Region pointing data
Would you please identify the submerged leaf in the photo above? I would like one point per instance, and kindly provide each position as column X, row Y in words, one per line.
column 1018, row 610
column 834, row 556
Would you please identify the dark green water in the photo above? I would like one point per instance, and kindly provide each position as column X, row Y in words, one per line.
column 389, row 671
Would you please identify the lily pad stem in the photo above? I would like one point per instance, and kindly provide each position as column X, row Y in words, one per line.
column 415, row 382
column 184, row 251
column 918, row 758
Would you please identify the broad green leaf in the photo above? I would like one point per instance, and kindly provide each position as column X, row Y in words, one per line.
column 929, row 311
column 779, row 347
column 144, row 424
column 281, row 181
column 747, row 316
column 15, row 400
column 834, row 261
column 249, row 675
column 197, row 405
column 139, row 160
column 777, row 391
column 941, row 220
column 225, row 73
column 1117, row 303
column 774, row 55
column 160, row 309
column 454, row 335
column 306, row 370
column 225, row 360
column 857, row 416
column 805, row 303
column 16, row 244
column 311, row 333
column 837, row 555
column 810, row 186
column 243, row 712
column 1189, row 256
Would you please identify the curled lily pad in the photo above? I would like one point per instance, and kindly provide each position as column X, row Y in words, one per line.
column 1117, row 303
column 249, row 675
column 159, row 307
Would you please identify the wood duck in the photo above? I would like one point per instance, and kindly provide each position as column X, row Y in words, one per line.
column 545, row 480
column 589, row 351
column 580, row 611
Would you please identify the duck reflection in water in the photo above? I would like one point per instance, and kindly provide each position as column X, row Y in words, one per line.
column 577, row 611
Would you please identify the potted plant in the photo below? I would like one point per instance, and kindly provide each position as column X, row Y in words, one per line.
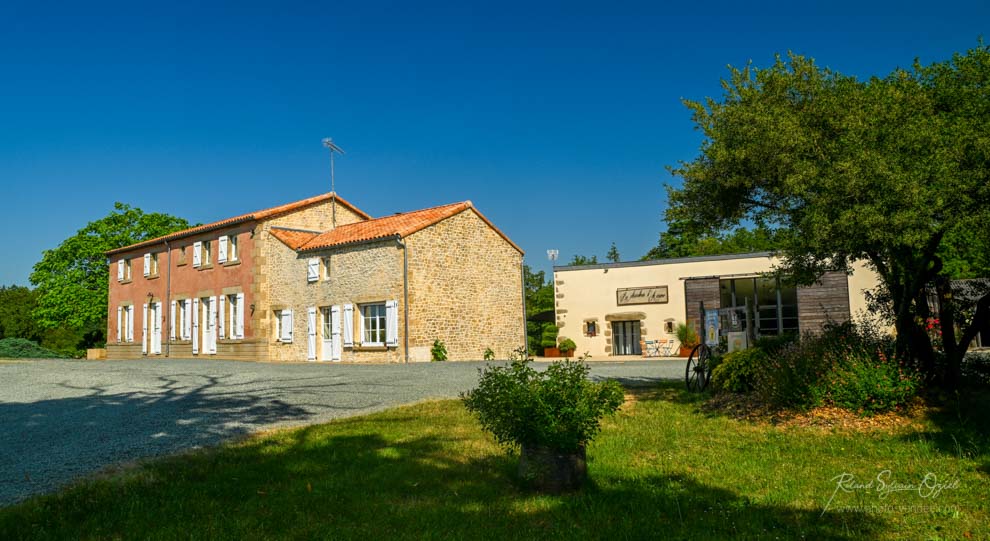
column 551, row 416
column 549, row 341
column 687, row 337
column 567, row 347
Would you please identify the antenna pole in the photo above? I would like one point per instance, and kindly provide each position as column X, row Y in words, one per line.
column 329, row 144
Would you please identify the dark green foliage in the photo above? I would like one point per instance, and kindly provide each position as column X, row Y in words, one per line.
column 772, row 344
column 849, row 366
column 539, row 299
column 438, row 352
column 549, row 337
column 20, row 348
column 72, row 279
column 736, row 372
column 891, row 171
column 680, row 240
column 16, row 320
column 558, row 408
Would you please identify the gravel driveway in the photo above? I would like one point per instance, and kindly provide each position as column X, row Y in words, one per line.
column 63, row 419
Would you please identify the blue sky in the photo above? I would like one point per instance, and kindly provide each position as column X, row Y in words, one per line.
column 556, row 119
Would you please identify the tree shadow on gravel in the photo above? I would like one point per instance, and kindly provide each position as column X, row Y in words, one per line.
column 47, row 443
column 310, row 484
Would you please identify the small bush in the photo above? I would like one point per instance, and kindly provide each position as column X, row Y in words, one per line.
column 439, row 351
column 736, row 371
column 20, row 348
column 558, row 408
column 848, row 365
column 772, row 345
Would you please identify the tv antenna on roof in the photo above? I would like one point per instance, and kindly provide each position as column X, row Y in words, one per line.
column 328, row 142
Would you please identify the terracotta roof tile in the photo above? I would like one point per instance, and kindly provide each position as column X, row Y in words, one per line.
column 257, row 215
column 293, row 238
column 395, row 226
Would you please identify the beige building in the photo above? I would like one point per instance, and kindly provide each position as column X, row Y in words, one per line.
column 320, row 280
column 611, row 309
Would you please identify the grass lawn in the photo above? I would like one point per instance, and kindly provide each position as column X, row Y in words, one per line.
column 660, row 469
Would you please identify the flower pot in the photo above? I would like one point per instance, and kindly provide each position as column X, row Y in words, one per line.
column 549, row 470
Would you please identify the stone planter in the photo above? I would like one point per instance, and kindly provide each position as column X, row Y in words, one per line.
column 548, row 470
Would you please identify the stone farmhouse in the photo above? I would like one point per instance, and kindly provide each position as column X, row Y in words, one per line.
column 320, row 280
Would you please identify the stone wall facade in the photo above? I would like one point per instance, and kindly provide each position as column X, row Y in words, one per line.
column 358, row 274
column 465, row 288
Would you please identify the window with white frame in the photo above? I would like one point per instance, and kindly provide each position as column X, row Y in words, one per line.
column 373, row 324
column 283, row 325
column 236, row 316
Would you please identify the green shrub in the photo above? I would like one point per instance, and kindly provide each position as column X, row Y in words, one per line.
column 21, row 348
column 439, row 351
column 848, row 365
column 736, row 371
column 558, row 408
column 771, row 345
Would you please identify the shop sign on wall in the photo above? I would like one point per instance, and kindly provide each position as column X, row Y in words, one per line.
column 641, row 295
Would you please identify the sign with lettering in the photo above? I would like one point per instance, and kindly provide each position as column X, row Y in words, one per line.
column 641, row 295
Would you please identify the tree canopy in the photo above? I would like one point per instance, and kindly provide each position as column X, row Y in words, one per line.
column 71, row 280
column 892, row 171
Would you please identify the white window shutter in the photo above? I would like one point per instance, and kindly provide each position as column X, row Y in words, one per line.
column 195, row 328
column 144, row 330
column 130, row 323
column 335, row 332
column 312, row 269
column 311, row 333
column 348, row 325
column 392, row 323
column 240, row 315
column 220, row 319
column 187, row 320
column 222, row 249
column 213, row 337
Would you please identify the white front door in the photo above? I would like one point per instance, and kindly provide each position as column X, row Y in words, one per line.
column 326, row 329
column 156, row 328
column 209, row 318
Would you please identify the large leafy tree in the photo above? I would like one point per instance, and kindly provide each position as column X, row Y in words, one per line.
column 16, row 305
column 71, row 280
column 892, row 171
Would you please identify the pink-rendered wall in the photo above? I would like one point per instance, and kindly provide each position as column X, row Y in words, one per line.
column 186, row 280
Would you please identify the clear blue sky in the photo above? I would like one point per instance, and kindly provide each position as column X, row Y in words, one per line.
column 556, row 119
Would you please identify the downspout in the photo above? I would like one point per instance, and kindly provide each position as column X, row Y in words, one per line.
column 405, row 297
column 522, row 280
column 168, row 299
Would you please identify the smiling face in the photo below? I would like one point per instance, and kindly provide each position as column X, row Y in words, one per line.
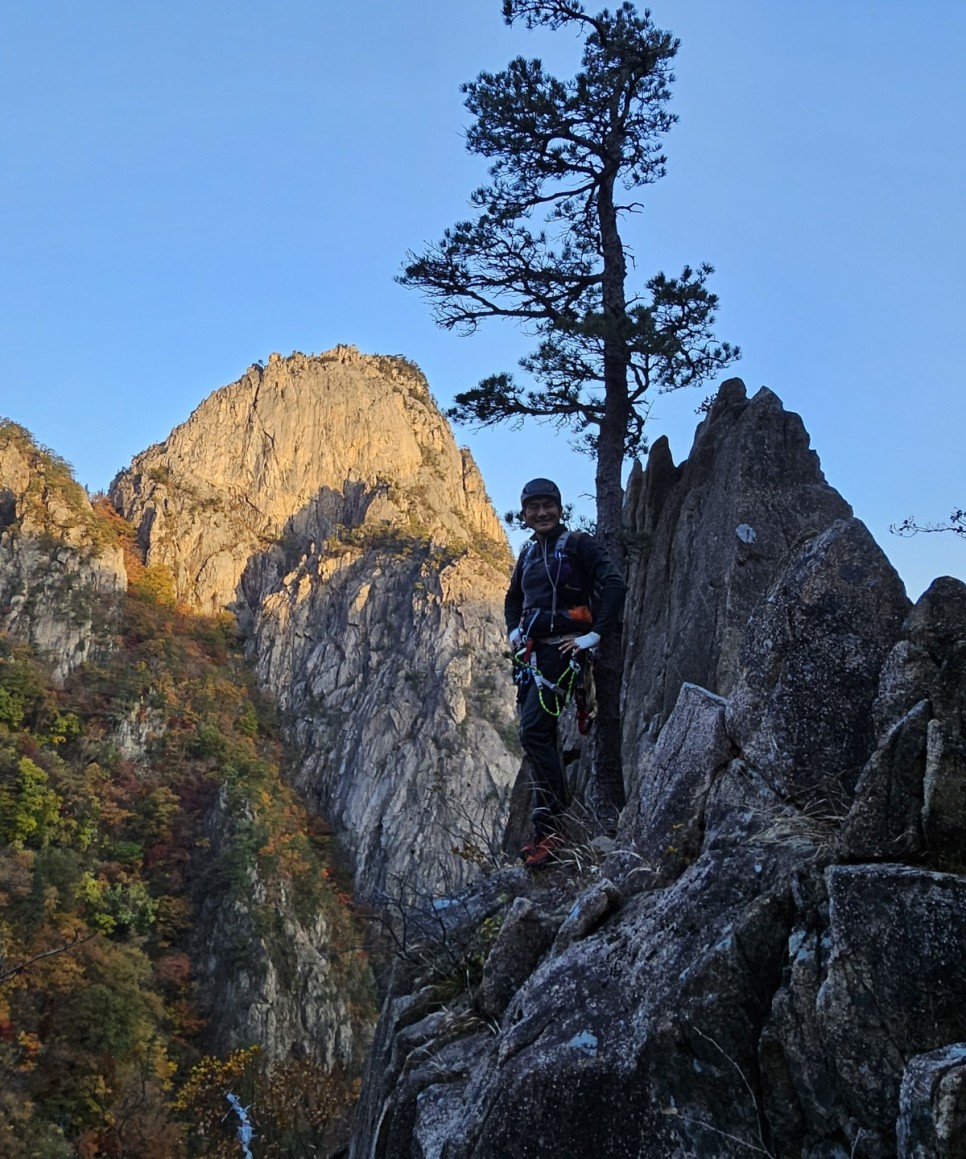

PROBLEM DESCRIPTION
Every entry above needs to be duplicated precisely, and none of the pictures should appear.

ANSWER SPACE
Would you please identify the submerged leaf in the photo above? I would like one point per instance, and kindly provide each position as column X, row Y in words, one per line.
column 1018, row 610
column 834, row 556
Would you please identify the dark green water in the photo above? I would like one point per instance, and kindly provide each position as column X, row Y in words, one per line.
column 389, row 671
Would you please identify the lily pad stem in the photo above? I would like one point per instance, and kindly provide each position as column X, row Y in words, one per line.
column 415, row 382
column 184, row 251
column 918, row 758
Would you please identify the broad green leaf in the photo above? I would like one point per instance, and kindly provide each position as column X, row Y in words, one per line.
column 929, row 311
column 779, row 347
column 144, row 424
column 281, row 181
column 747, row 316
column 15, row 400
column 834, row 261
column 249, row 675
column 197, row 405
column 139, row 160
column 777, row 391
column 941, row 220
column 225, row 73
column 1117, row 303
column 774, row 55
column 160, row 309
column 454, row 335
column 306, row 370
column 225, row 360
column 857, row 416
column 805, row 303
column 16, row 244
column 311, row 333
column 837, row 555
column 810, row 186
column 243, row 712
column 1189, row 256
Would you please identify the curled lily pad in the photo above? I would like one point per instance, and kindly provide each position as column X, row Y in words, one per line.
column 1117, row 303
column 249, row 675
column 159, row 307
Would you please identify the wood duck in the photo above? I would like one point per instance, and kindly provide each position as column X, row Y in words, one per line.
column 545, row 480
column 589, row 351
column 580, row 611
Would you please identify the duck reflection in water in the photo above? I would like one point per instance, and kindly provide each position as column X, row Y in words, one per line.
column 577, row 611
Would you please identify the potted plant in the photo below? I would like one point per instance, and kindly provide each position as column X, row Y in words, one per line.
column 551, row 416
column 549, row 341
column 687, row 337
column 567, row 347
Would you please identify the antenna pole in the photo above? I would like one point per instance, and kindly provide each position as column X, row Y in words, one per line.
column 329, row 144
Would you please identify the dark green foliage in the photo above? I would like one point per instance, and kindly provide each position as column X, row Y in words, one per line.
column 772, row 344
column 849, row 366
column 539, row 299
column 438, row 352
column 549, row 337
column 20, row 348
column 72, row 279
column 736, row 372
column 891, row 171
column 680, row 240
column 16, row 320
column 558, row 408
Would you please identify the gravel driveway in the photo above? I would like one point per instance, and kindly provide each position as column X, row Y in words, one per line.
column 63, row 419
Would you please identify the blue sky in the photo above? I would like one point per instance, and kindly provide each position as column X, row Y in words, one per line.
column 556, row 119
Would you please identify the tree shadow on gravel in the photo above? I would like one point per instance, and kindly provide each position as column X, row Y in words, one per line.
column 47, row 443
column 310, row 484
Would you please identify the small bush in the photo above? I would like one point per instance, and kindly provide each position as column X, row Y in words, one per line.
column 439, row 351
column 736, row 371
column 20, row 348
column 558, row 408
column 848, row 365
column 772, row 345
Would you please identify the tv antenna on roof in the photo above? I would like one point per instance, and kindly provide each position as column X, row Y in words, one per line.
column 328, row 142
Would you please identify the terracotta roof tile in the photo above? I would like one point per instance, and kindly provide each position as column X, row Y in words, one per line.
column 257, row 215
column 293, row 238
column 395, row 226
Would you please identify the beige building in the photo above? I would like one point per instance, and kindly provide each position as column X, row Y in words, one per line.
column 320, row 280
column 611, row 309
Would you please identify the grass lawn in the photo above? I would like one point per instance, and kindly provide each position as column X, row Y in words, one per line.
column 660, row 469
Would you please identify the flower pot in the photo above? I would like one point per instance, and kindly provide each position as column X, row Y in words, one per line.
column 549, row 470
Would you please identify the stone planter in the photo above? I would like one point per instance, and kindly provide each position as column X, row Y in words, one per line.
column 548, row 470
Would you please identify the stone farmhouse in the photo above? I would like one point per instance, and kindly provide each position as column X, row Y in words, one per line.
column 320, row 280
Would you please identify the stone wall facade in the photo above? I would like one point per instance, and kindly provide each position as column X, row Y in words, one per line.
column 358, row 274
column 465, row 288
Would you please identify the window with white frame in the photo above? I would like one point per instance, and kindly provide each position as column X, row Y in words, one per line.
column 373, row 324
column 283, row 325
column 236, row 316
Would you please identify the green shrub in the photo above? I would like one point per instance, and kindly provide each position as column X, row Y in words, one per line.
column 21, row 348
column 439, row 351
column 848, row 365
column 736, row 371
column 558, row 408
column 771, row 345
Would you please identify the shop sign on wall in the photo above? I would like one point per instance, and kindly provide each position as column X, row Y in words, one per line.
column 641, row 295
Would you please identify the sign with lettering in the photo above? I would like one point per instance, and kindly provide each position as column X, row Y in words, one per line.
column 641, row 295
Would you please identify the tree canopy in the photo above? I would like one point per instance, and kindly provide each position as column X, row Y in words, one per line.
column 71, row 280
column 892, row 171
Would you please identify the white window shutter in the photo above? I would like one point per instance, and kindly provide each position as column X, row Y in words, one per line.
column 195, row 328
column 144, row 330
column 130, row 323
column 335, row 332
column 312, row 269
column 311, row 333
column 348, row 325
column 392, row 323
column 240, row 315
column 220, row 319
column 187, row 320
column 222, row 249
column 213, row 337
Would you please identify the white front door in the photo above? I would like one point per instance, and kindly provide each position as column X, row Y in words, one per line.
column 326, row 329
column 156, row 328
column 209, row 318
Would you please identify the large leafy tree in the photo above? I would like one point per instance, and kindly provide each position as column X, row Y in words, one per line.
column 16, row 305
column 71, row 280
column 892, row 171
Would you please identify the pink-rendered wall in the photo above? I would like one point per instance, and kindly provide each position as column X, row Y in words, one per line.
column 186, row 280
Would you please identify the clear blue sky in the photo above? I would like one point per instance, and kindly provide each position as column X, row Y in words, one per line.
column 556, row 119
Would you please identify the downspout in the photo above? I would like one point per instance, and kindly provide each position as column X, row Y in words, one per line.
column 405, row 297
column 522, row 280
column 168, row 299
Would you please identify the smiling face in the photo below? I would like one point per instance, and kindly provide each position as column X, row Y in words, one per line.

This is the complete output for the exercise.